/---
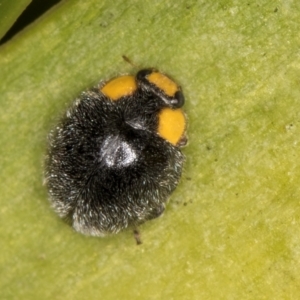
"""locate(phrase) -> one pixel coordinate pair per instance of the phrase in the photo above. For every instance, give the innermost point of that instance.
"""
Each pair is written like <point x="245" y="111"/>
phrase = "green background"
<point x="231" y="229"/>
\---
Return the records word for word, leaving every picture out of the copy.

*Problem solution*
"""locate(phrase) -> one pixel coordinate pair per instance of the phrase in the photo above. For every instance, give the innermost point of that instance.
"""
Each pair is written like <point x="245" y="111"/>
phrase = "green background"
<point x="231" y="229"/>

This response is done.